## [WRITTEN REQUEST]
Return the lines of the items below as a JSON list of strings, one string per line with blank lines left out. Start with the line that contains "If there is any pendant" and go on through the line that contains "407, 179, 431, 206", including both.

## [DATA TO USE]

··········

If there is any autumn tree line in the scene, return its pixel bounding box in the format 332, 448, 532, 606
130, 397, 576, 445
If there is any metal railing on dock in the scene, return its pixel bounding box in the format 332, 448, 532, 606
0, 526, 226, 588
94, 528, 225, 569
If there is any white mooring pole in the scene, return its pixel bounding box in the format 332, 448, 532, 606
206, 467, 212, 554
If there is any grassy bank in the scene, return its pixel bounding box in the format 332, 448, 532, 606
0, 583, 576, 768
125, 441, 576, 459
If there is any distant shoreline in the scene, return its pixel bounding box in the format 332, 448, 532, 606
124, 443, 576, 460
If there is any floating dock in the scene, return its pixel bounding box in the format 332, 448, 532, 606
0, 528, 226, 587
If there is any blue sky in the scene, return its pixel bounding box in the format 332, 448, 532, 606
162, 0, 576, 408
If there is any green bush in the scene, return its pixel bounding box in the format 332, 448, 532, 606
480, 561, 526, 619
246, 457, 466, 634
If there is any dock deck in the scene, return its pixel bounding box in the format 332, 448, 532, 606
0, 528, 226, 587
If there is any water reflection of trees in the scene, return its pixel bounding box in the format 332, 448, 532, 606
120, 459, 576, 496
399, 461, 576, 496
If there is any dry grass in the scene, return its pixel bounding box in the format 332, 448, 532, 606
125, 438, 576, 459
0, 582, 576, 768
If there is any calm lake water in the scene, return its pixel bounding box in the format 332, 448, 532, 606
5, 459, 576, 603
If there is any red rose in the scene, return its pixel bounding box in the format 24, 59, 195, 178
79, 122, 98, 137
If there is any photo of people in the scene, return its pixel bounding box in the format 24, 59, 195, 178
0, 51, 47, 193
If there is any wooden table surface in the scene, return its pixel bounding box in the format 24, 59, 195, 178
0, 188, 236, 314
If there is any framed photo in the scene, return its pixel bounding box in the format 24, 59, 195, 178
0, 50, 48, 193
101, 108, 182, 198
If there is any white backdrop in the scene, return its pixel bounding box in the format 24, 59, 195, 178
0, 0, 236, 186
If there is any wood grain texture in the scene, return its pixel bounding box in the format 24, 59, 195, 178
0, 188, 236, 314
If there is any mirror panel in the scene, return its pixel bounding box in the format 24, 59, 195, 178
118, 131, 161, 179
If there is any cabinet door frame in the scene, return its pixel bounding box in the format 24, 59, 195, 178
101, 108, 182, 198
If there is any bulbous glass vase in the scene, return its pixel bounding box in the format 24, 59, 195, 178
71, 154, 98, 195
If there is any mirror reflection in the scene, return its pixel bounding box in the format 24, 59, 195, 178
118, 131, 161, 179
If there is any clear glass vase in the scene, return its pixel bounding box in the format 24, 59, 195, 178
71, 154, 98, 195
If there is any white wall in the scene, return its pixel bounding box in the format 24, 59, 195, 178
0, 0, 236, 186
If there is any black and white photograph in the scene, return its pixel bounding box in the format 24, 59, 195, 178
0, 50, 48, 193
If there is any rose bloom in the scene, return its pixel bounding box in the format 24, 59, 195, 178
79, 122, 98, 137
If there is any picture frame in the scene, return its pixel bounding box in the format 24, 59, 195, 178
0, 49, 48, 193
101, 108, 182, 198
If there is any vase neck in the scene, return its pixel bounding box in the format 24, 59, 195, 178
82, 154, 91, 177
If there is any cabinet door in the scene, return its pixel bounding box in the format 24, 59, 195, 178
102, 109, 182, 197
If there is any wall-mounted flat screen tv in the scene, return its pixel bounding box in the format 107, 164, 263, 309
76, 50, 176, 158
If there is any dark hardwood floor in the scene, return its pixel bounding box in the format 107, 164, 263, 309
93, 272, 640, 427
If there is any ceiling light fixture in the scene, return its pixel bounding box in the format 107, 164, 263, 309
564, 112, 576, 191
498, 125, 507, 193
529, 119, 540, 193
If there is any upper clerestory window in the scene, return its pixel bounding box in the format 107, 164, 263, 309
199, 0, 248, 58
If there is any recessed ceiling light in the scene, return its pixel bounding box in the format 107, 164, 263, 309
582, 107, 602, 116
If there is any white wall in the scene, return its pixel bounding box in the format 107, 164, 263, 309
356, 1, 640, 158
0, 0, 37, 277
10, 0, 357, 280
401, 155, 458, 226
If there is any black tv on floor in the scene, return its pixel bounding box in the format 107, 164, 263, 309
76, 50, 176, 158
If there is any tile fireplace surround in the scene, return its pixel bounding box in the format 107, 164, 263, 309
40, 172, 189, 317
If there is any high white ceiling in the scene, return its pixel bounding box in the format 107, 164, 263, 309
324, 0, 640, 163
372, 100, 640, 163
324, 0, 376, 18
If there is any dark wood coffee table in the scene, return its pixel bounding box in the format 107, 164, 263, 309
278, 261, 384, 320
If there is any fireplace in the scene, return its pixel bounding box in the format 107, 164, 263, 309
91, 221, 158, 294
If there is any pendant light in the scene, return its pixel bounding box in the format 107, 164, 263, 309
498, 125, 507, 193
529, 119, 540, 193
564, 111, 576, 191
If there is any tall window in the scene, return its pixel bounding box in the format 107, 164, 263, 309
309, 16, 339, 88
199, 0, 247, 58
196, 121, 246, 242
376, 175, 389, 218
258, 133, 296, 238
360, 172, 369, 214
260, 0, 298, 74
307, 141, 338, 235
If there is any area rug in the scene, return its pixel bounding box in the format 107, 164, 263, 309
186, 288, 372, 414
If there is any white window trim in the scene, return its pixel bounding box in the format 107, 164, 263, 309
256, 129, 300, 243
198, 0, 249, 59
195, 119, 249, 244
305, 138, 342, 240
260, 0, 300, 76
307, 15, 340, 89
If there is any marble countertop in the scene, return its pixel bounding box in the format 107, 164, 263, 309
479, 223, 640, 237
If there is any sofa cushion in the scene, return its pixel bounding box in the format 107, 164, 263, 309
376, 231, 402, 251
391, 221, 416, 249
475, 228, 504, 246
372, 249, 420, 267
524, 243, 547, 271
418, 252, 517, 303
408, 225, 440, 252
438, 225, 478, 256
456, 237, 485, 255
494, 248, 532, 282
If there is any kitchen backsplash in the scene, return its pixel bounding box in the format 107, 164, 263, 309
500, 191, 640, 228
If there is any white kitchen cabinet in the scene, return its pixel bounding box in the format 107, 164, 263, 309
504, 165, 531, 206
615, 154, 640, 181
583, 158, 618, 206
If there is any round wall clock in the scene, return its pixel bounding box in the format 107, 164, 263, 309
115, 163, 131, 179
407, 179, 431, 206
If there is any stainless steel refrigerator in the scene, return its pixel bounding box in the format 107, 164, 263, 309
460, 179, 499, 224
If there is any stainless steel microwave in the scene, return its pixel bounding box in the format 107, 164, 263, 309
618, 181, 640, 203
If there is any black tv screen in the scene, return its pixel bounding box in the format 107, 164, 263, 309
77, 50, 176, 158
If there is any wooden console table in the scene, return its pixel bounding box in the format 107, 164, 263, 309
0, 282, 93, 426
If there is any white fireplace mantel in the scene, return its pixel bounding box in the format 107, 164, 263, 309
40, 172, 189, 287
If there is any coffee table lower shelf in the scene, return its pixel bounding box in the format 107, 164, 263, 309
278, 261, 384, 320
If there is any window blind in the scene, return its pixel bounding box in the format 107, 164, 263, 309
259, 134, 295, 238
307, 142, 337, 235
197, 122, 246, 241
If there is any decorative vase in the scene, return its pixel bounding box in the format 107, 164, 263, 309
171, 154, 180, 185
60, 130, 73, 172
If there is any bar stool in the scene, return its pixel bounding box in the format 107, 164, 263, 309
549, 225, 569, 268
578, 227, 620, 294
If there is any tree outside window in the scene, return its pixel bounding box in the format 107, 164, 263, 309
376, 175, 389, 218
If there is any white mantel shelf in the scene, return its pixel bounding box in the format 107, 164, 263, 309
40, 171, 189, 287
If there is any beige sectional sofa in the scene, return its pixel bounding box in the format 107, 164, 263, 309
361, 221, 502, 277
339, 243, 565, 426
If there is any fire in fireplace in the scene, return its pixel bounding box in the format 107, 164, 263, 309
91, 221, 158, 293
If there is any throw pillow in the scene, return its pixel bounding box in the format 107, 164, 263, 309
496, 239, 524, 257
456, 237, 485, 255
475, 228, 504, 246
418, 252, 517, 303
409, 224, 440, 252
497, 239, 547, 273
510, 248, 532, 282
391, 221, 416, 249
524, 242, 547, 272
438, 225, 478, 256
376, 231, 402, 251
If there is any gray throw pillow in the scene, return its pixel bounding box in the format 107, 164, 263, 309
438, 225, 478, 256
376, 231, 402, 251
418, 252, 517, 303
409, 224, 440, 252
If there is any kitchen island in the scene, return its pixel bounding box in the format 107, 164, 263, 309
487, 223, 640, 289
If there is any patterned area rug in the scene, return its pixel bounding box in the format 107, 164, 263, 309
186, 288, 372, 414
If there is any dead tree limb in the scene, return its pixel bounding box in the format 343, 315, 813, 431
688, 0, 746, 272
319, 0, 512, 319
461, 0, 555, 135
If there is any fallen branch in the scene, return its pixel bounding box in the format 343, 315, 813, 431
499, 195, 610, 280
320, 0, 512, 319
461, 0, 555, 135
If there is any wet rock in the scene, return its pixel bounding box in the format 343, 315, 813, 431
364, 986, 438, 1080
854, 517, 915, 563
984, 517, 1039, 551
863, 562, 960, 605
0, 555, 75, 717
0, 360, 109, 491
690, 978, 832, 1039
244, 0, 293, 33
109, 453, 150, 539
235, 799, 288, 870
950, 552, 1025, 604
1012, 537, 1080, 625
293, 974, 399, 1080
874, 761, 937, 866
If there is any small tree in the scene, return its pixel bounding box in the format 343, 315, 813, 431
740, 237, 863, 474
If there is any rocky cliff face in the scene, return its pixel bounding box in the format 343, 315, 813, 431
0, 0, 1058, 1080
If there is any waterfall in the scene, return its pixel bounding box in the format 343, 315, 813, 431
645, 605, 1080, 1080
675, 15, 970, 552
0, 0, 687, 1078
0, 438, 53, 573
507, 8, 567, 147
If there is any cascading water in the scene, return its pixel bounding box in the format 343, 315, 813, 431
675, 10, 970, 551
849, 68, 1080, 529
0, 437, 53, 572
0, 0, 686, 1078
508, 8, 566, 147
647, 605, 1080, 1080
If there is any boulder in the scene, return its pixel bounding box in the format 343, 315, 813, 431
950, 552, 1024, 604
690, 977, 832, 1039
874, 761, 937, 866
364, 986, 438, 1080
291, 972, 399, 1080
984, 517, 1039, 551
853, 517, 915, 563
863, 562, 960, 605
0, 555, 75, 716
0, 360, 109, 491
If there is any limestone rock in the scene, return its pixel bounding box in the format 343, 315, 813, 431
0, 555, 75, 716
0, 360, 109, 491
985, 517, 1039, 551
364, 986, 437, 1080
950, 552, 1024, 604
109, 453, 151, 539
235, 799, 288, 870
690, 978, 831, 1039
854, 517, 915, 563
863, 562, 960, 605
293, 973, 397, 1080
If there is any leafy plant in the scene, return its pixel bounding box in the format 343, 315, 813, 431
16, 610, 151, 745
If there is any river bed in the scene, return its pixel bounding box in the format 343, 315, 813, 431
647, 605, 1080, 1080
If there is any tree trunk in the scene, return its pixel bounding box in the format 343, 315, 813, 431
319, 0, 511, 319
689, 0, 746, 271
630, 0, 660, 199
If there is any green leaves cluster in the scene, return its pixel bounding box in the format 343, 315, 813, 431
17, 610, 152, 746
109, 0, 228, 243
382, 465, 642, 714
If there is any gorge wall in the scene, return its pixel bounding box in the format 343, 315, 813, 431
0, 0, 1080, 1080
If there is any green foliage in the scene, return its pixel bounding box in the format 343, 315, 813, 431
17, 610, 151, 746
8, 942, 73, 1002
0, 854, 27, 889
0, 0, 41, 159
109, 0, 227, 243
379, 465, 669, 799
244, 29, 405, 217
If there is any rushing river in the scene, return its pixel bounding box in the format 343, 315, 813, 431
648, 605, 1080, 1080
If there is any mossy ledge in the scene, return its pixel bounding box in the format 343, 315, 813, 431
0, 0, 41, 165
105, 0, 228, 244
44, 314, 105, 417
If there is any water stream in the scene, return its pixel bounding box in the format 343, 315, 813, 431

··········

## [TASK ANSWER]
[
  "If there is any pendant light in the scene, return its pixel bounding box in the format 107, 164, 263, 309",
  "498, 125, 507, 193",
  "529, 119, 540, 193",
  "564, 111, 576, 191",
  "If there is any tall window in the scene, return its pixel bounding box in the format 107, 164, 263, 309",
  "309, 16, 339, 88",
  "199, 0, 247, 58",
  "196, 121, 246, 242",
  "376, 175, 389, 218",
  "258, 133, 296, 238",
  "360, 172, 369, 214",
  "260, 0, 298, 74",
  "307, 141, 338, 235",
  "If there is any area rug in the scene, return its pixel bounding box in the format 107, 164, 263, 309",
  "186, 288, 372, 414",
  "If there is any white window trim in the scene, return its pixel bounding box in the format 107, 164, 263, 309",
  "256, 129, 300, 243",
  "198, 0, 249, 59",
  "195, 119, 249, 244",
  "305, 138, 342, 240",
  "260, 0, 300, 76",
  "307, 15, 340, 89",
  "If there is any marble countertop in the scene, return its pixel bounding box in the format 107, 164, 263, 309",
  "479, 223, 640, 237",
  "If there is any sofa cushion in the scene, return its pixel bounding box in the format 107, 164, 263, 309",
  "376, 231, 402, 251",
  "391, 221, 416, 249",
  "475, 228, 504, 246",
  "372, 249, 420, 267",
  "524, 243, 547, 271",
  "418, 252, 517, 303",
  "408, 225, 440, 252",
  "438, 225, 478, 256",
  "456, 237, 485, 255",
  "494, 248, 532, 282",
  "If there is any kitchen backsplash in the scene, return its pixel bounding box in the format 107, 164, 263, 309",
  "500, 191, 640, 228",
  "If there is any white kitchen cabinet in the scene, return its pixel bounding box in the format 107, 164, 263, 309",
  "504, 165, 531, 206",
  "615, 154, 640, 181",
  "583, 158, 618, 206",
  "If there is any round wall clock in the scene, return its pixel bounding box in the format 107, 164, 263, 309",
  "115, 163, 131, 179",
  "407, 179, 431, 206"
]